_Dataset items_:
★ ★ ★ ★ ★ ★ ★
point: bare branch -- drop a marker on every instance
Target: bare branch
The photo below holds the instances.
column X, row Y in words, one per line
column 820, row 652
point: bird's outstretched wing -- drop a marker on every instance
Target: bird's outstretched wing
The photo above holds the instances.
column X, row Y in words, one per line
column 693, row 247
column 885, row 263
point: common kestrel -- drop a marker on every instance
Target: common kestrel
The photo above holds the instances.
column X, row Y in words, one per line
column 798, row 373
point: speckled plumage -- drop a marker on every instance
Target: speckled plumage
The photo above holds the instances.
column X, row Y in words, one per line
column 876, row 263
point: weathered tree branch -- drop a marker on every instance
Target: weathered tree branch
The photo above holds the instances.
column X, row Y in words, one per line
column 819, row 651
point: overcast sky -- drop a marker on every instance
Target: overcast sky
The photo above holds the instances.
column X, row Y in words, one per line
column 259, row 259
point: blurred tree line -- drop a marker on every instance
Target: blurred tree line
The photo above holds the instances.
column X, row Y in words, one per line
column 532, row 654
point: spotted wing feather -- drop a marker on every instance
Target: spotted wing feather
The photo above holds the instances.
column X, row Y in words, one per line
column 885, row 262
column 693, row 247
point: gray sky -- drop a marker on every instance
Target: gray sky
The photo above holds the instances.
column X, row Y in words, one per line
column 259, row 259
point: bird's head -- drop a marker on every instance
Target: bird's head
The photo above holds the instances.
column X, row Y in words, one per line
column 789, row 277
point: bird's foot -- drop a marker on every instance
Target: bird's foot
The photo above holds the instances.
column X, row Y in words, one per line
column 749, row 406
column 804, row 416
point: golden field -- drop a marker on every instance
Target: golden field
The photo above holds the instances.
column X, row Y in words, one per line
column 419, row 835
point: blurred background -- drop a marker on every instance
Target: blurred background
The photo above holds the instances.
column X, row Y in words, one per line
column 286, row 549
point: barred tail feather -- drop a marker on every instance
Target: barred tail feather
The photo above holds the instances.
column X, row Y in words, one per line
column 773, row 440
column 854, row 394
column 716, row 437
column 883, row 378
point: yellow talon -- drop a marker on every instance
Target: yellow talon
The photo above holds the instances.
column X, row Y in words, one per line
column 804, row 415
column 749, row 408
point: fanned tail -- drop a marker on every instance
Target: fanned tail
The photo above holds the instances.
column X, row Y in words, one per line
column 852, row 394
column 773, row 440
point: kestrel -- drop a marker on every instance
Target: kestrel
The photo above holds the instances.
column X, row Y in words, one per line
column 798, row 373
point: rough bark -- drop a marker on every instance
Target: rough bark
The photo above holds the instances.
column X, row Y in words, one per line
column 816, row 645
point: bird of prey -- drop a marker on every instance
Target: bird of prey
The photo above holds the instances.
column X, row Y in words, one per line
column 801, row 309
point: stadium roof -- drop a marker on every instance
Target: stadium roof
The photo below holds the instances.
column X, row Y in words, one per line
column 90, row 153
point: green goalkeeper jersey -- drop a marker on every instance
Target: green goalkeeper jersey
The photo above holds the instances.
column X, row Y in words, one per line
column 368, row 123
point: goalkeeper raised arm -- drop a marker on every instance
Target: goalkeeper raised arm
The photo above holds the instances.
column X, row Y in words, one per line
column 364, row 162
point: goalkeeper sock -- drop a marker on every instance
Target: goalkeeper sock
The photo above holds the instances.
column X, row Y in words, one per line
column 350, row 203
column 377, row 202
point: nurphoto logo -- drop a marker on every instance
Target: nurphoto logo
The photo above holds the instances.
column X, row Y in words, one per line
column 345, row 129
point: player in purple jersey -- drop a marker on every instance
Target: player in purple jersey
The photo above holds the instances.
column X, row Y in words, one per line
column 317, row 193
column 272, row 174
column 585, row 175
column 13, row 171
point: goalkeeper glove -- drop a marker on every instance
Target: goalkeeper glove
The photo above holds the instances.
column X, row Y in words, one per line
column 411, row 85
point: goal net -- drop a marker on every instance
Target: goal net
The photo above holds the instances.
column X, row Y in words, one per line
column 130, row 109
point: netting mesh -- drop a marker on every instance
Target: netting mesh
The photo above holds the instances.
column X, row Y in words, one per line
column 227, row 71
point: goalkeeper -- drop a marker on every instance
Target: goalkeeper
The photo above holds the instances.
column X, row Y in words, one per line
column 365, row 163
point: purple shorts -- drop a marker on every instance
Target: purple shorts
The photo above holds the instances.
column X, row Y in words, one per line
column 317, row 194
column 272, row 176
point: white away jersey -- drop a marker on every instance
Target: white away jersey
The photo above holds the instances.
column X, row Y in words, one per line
★ ★ ★ ★ ★ ★ ★
_TASK BRIEF_: Transcribe all of the lines above word for word, with no changes.

_EXERCISE RESPONSE_:
point: bare branch -- drop a marker on every instance
Target: bare branch
The photo below holds the instances.
column X, row Y in words, one per line
column 820, row 652
point: bird's outstretched wing -- drop a marker on every instance
Target: bird's outstretched wing
The photo above holds the instances.
column X, row Y in words, one per line
column 693, row 247
column 885, row 263
point: common kestrel -- drop a marker on every instance
Target: common kestrel
The photo above holds the instances.
column X, row Y in words, one per line
column 798, row 373
point: speckled plumage -- drop a marker on every instance
Target: speckled plumage
The photo above holds the instances.
column X, row Y in words, one per line
column 876, row 263
point: weathered tree branch -- drop a marker on every instance
Target: weathered tree branch
The photo above holds the instances.
column X, row Y in words, one per line
column 819, row 651
point: overcast sky -- drop a marker on every instance
Target: overcast sky
The photo above holds the instances.
column X, row Y in words, one per line
column 259, row 259
point: blurred tree line -- drop a marker on every instance
Target: blurred tree line
The photo above holds the instances.
column X, row Y in words, one per line
column 532, row 654
point: spotted wing feather -- drop a marker on every instance
Target: spotted wing feather
The photo above holds the instances.
column X, row Y in words, one per line
column 885, row 262
column 693, row 247
point: gray sky -- drop a marker on every instance
Target: gray sky
The photo above holds the instances.
column X, row Y in words, one per line
column 259, row 259
point: bird's head -- drop a marker on every instance
Target: bird's head
The photo above holds the instances.
column X, row Y in words, one per line
column 789, row 277
point: bird's foot -- drop a marker on every instance
Target: bird's foot
The photo above holds the instances.
column X, row Y in words, one per line
column 749, row 406
column 804, row 416
point: golden field -- drop a marker on every instance
Target: golden field
The photo above holds the instances.
column X, row Y in words, one per line
column 419, row 835
point: blurred background -- drop a marker on every instance
Target: blurred background
The photo above holds the instances.
column X, row Y in words, one per line
column 286, row 549
point: barred tail feather -- drop a marker on every instance
Target: barred tail feather
The photo above holds the instances.
column X, row Y in words, one per line
column 773, row 440
column 854, row 394
column 716, row 437
column 883, row 378
point: yellow talon -- drop a marker on every instance
Target: yellow talon
The photo above holds the instances.
column X, row Y in words, one per line
column 804, row 415
column 749, row 408
point: fanned tail -- drop a marker on every instance
Target: fanned tail
The photo above holds the instances.
column X, row Y in words, one per line
column 852, row 394
column 773, row 440
point: kestrel -- drop a marker on every instance
Target: kestrel
The photo above holds the instances.
column X, row Y in words, one per line
column 798, row 373
point: rough bark -- drop a marker on every instance
Target: rough bark
The photo above holds the instances.
column X, row Y in words, one per line
column 816, row 645
point: bird of prey -- drop a marker on every instance
Target: bird of prey
The photo above holds the instances.
column X, row Y in words, one per line
column 801, row 309
point: stadium roof -- drop a marker on every instance
Target: stadium roof
The photo below holds the instances.
column X, row Y in words, one per line
column 90, row 153
point: green goalkeeper jersey -- drop a marker on every instance
Target: green goalkeeper jersey
The photo above holds the instances.
column X, row Y in words, one per line
column 368, row 123
point: goalkeeper raised arm -- drop a marker on every instance
Target: goalkeeper raised arm
The photo above holds the instances.
column X, row Y in words, one per line
column 364, row 162
point: goalkeeper sock -- drop a marker on every instance
Target: goalkeeper sock
The photo above holds the instances.
column X, row Y in words, one per line
column 350, row 203
column 377, row 202
point: nurphoto logo -- drop a marker on every instance
Target: nurphoto logo
The photo above holds the instances.
column X, row Y in words, one per line
column 345, row 129
point: player in purple jersey -- drop a marker on every instance
Target: player in purple jersey
The photo above holds the instances.
column X, row Y in words, one per line
column 317, row 193
column 272, row 174
column 585, row 175
column 13, row 171
point: goalkeeper glove -- drop a marker on every instance
Target: goalkeeper glove
The photo above holds the instances.
column X, row Y in words, one per line
column 411, row 85
point: goal net -- drop a marker on every instance
Target: goal net
The photo above holds the instances.
column X, row Y in words, one per line
column 130, row 109
point: netting mesh -- drop a marker on every instance
Target: netting mesh
The photo above holds the instances.
column X, row Y in words, one per line
column 227, row 71
point: goalkeeper -- drop a marker on every instance
Target: goalkeeper
The photo above holds the instances.
column X, row Y in words, one per line
column 365, row 163
point: purple shorts -- drop a marker on every instance
Target: purple shorts
The photo above holds the instances.
column X, row Y in words, one per line
column 317, row 194
column 272, row 176
point: white away jersey -- drop a marker on every instance
Target: white away jersey
The photo above holds the instances.
column X, row Y in words, one per line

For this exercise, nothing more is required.